• _Stored records_
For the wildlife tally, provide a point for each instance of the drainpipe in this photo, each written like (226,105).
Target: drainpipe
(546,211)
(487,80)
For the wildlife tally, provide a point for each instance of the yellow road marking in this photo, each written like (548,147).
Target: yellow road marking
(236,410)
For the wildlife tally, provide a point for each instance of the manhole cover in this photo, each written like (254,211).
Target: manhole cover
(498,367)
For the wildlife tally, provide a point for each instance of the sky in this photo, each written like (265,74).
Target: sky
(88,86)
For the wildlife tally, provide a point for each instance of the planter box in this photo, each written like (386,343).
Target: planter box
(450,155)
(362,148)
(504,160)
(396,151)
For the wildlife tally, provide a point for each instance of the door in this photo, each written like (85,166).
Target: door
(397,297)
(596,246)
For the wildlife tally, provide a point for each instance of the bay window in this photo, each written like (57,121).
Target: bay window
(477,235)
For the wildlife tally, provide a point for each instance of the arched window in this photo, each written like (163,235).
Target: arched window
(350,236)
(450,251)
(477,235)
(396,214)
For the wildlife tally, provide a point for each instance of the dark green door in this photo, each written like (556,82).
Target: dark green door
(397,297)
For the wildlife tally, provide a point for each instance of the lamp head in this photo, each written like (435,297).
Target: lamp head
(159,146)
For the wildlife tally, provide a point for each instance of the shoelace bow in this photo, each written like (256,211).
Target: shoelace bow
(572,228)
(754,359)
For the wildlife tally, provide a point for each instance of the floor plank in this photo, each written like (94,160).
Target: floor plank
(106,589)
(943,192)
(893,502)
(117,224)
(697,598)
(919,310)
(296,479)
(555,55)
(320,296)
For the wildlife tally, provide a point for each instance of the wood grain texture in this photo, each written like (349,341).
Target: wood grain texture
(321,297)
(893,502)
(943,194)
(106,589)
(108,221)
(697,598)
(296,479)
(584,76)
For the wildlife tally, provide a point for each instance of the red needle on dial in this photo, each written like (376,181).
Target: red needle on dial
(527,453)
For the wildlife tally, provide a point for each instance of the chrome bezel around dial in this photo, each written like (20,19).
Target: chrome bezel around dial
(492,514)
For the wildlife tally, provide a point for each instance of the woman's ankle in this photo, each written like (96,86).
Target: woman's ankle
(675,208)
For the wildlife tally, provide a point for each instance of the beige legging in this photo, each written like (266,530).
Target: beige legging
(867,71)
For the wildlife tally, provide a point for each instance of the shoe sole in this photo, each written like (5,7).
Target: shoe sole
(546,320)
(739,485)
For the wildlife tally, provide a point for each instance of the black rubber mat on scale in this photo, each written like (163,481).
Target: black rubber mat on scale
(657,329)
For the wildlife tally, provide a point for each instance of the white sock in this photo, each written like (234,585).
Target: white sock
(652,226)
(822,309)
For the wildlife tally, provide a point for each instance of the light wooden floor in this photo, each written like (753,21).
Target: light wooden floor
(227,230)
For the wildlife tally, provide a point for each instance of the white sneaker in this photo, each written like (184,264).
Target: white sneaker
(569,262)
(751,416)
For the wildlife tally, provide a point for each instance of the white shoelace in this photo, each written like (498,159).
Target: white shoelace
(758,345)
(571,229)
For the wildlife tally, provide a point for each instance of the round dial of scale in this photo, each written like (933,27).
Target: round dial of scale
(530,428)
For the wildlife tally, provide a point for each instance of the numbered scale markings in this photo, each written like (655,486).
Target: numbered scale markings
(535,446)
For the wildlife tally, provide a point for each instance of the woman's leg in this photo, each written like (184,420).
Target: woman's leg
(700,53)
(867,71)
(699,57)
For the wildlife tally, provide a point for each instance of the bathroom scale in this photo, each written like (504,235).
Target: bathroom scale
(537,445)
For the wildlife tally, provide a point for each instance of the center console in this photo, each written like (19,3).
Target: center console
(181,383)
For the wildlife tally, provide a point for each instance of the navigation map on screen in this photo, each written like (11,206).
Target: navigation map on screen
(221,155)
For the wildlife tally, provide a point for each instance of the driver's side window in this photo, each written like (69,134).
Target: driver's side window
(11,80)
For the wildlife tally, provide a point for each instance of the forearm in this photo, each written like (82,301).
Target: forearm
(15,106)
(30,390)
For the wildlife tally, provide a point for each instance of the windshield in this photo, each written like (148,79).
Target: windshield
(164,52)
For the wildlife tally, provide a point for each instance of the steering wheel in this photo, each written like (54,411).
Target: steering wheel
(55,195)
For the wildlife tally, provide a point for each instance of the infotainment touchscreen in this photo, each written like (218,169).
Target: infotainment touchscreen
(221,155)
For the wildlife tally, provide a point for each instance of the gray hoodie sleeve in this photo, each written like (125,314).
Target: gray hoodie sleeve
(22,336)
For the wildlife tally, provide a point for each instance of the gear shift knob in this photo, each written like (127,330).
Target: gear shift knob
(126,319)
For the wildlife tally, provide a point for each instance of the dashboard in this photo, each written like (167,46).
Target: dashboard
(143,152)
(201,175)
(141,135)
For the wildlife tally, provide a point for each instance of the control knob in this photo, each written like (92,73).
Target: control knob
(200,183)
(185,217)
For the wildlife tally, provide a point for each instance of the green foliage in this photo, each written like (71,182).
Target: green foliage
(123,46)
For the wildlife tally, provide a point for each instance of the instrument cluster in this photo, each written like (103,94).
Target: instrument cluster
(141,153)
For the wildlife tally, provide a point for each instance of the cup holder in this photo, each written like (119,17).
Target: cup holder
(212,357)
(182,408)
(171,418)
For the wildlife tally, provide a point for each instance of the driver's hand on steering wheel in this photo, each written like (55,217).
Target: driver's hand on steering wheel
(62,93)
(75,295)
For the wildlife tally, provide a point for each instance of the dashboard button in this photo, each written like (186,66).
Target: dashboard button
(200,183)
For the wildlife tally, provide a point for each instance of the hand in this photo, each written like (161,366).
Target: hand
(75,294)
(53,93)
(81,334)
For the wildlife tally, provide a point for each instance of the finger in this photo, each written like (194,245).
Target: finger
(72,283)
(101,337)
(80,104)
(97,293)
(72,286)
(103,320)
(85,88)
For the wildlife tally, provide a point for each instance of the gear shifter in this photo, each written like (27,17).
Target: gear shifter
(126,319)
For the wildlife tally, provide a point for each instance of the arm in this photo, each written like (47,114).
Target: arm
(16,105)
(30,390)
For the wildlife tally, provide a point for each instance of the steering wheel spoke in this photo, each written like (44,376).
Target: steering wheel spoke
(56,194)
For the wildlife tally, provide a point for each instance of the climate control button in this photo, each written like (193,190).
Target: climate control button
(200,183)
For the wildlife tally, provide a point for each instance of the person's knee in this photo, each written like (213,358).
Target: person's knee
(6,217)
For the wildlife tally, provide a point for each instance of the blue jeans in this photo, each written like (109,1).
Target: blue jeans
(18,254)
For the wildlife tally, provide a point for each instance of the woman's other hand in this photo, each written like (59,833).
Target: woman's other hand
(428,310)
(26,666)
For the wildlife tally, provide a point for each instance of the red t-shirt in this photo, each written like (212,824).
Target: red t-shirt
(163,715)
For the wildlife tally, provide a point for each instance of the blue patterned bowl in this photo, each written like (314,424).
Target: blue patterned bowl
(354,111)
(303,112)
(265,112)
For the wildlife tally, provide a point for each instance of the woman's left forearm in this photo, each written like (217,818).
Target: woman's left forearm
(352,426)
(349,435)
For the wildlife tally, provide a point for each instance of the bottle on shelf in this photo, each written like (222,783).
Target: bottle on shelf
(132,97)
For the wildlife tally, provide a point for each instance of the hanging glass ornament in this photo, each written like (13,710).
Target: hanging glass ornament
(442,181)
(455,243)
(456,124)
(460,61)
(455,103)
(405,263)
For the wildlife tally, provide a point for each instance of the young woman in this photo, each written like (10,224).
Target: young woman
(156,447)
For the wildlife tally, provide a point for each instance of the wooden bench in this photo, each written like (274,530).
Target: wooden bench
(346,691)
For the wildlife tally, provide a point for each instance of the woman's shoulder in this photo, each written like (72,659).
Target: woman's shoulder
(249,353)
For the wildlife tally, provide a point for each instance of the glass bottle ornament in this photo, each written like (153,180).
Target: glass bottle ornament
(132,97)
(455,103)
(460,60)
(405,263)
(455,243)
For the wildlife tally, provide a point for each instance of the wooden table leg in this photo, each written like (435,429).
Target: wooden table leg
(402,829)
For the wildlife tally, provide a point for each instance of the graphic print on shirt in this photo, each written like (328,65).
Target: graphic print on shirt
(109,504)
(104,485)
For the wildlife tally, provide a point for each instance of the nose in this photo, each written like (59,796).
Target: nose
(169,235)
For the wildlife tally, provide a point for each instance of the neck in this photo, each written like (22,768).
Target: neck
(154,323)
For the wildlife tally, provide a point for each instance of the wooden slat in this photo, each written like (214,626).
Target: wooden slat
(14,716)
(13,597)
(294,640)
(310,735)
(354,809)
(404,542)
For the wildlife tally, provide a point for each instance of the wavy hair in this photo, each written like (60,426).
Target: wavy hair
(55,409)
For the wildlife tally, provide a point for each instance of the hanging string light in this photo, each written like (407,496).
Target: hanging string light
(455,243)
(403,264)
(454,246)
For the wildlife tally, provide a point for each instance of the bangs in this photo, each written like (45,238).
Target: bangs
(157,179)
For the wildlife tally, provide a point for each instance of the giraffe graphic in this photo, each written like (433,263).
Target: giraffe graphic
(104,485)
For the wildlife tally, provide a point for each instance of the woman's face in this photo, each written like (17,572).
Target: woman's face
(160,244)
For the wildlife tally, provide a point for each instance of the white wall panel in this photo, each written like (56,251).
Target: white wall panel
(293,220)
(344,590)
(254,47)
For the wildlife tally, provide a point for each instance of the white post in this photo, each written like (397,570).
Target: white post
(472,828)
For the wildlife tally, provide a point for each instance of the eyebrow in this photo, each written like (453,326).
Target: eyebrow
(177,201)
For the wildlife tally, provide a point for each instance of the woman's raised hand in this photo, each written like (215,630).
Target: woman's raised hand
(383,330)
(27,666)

• _What needs to be done_
Only the lines from the one holding "written like (433,263)." through the end of the listing should be given again, exactly and with both ends included.

• _Exercise result_
For the wildlife tally, provide a point for each instance of the giraffe graphic in this photo, each written like (433,263).
Target: giraffe graphic
(104,485)
For the wildlife tally, provide a point for each instance of the woman's face in this photo, each written like (17,572).
Target: woman's face
(160,244)
For the wildlife tally, provide a point for each instance of the white wall panel in this photo, each written like (56,251).
Target: white wall panel
(293,220)
(344,590)
(254,47)
For the wildlife tally, provide a point for each instance of the white post in this photo, each written like (397,570).
Target: white post
(472,828)
For the wildlife tally, provide a point for each instance of the eyebrow in this photo, each written like (453,326).
Target: eyebrow
(177,201)
For the wildlife tally, provide a point for each instance of the woman's raised hand in this photo, each written like (215,630).
Target: woman's raised hand
(383,330)
(27,666)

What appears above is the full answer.